▸ Что сделать:
1 > Определите, согласуются ли утверждения (а), (б) и (в) с текстом о встречах М. Карима с А. Твардовским. На каждое ответьте «да» или «нет» и приведите точную цитату из текста, которая это решает.
(а) В марте 1971 года М. Карим приехал к А. Твардовскому вместе с К. Кулиевым.
(б) Гости говорили Александру Трифоновичу слова утешения.
(в) Александр Трифонович вышел к гостям в домашних тапочках.
2 > Допишите следующую часть текста о встречах М. Карима с А. Твардовским, начав сразу после его последнего предложения.

▸ Отрывок страницы:
════════
Предпоследний раз М. Карим встретился со своим другом в марте 1971 года. Приехал он к А. Твардовскому вместе с К. Кулиевым. «Он плохо двигался, - вспоминает М. Карим, - говорил с трудом. Но при нас он встал, оделся как на выход. Несмотря на наши уговоры остаться в домашних тапочках, надел туфли и завязал шнурки… Почти без посторонней помощи он дошел до стола. Сели. Хозяйка дома даже в эти дни не давала оскудеть своей скатерти, она была заставлена, как прежде. Даже вино было разлито по бокалам. Александр Трифонович тоже пригубил. Это делал он скорее для того, чтобы гостей не оставить без призора. Врожденный такт не покидал его до конца…»
Слов утешения посетители не говорили. Беду принимали так, как она есть. Прощаясь с гостями, жена поэта Мария Илларионовна сказала: «Теряем… Теряем. Такой клад неисчерпаемый…»
В последний приезд М. Карим и К. Кулиев слышали только дыхание Александра Трифоновича.
«Уходил из жизни огромный человек, как большой боевой корабль, медленно тонущий на горизонте... Он ушел из этого мира, немало знавший о нем, о нас – тоже», – писал М. Карим.
════════
(Сохранённые записи данных)
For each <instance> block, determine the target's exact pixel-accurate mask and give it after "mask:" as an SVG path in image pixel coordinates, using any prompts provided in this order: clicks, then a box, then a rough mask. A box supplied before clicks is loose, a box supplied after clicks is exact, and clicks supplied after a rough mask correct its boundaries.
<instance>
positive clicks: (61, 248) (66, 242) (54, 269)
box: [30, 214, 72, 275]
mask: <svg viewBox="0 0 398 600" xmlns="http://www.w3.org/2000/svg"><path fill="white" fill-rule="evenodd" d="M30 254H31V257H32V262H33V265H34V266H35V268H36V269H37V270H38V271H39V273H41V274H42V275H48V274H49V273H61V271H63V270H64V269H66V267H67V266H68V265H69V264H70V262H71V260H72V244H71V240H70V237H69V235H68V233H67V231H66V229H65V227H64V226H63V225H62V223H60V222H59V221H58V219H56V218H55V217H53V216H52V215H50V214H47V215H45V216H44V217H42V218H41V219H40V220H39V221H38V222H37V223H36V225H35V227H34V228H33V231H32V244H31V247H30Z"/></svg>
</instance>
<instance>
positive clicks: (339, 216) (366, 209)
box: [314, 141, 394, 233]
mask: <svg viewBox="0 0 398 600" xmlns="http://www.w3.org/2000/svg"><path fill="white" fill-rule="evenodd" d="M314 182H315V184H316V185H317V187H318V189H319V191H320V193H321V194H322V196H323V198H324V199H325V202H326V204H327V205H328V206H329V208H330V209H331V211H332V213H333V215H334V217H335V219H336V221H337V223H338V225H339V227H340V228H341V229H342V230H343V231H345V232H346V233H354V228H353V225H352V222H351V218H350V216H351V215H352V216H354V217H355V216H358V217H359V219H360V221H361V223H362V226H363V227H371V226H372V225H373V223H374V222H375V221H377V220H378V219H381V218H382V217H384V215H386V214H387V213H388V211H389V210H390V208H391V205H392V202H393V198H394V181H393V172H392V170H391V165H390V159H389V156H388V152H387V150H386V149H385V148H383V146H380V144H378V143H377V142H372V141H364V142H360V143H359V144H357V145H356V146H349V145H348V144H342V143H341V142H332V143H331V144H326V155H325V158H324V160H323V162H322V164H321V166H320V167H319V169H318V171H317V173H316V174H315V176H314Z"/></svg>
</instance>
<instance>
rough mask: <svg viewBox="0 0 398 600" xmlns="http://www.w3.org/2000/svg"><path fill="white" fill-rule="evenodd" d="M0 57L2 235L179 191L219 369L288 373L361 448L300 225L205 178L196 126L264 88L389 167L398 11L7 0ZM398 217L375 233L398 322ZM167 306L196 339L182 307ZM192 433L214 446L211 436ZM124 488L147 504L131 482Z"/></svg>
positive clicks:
════════
▸ Ответы по порядку:
1 >
(а) Да: «Приехал он к А. Твардовскому вместе с К. Кулиевым».
(б) Нет: «Слов утешения посетители не говорили».
(в) Нет: «Несмотря на наши уговоры остаться в домашних тапочках, надел туфли и завязал шнурки…»

2 >
В статье «Старший брат», написанной сразу после кончины Твардовского, М. Карим обозначил его место и роль в литературе и жизни:
«В этот горестный час наша мысль о том, что унес он с собой, а то, что оставил, мы до конца поймем потом. Унес он не просто огромный и щедрый талант, но и частицу духовного бытия каждого, кто причастен к поэзии своей судьбой или своей любовью.
Как любой большой художник, Александр Твардовский оставил не только свои замечательные творения, но и высокое идейно-эстетическое мерило творчества. Его шедевры создали ту творческую атмосферу в поэзии, при которой стыдно не быть самим собой.
Он обладал еще одним редким талантом - быть старшим. Его человеческие достоинства всегда вызывали и уважение, и восхищение. Его Ум, равно как и Талант его, требовали обращения на Вы.
Возможно, иные из нас переживут его возраст, но он всегда останется для всех нас старшим».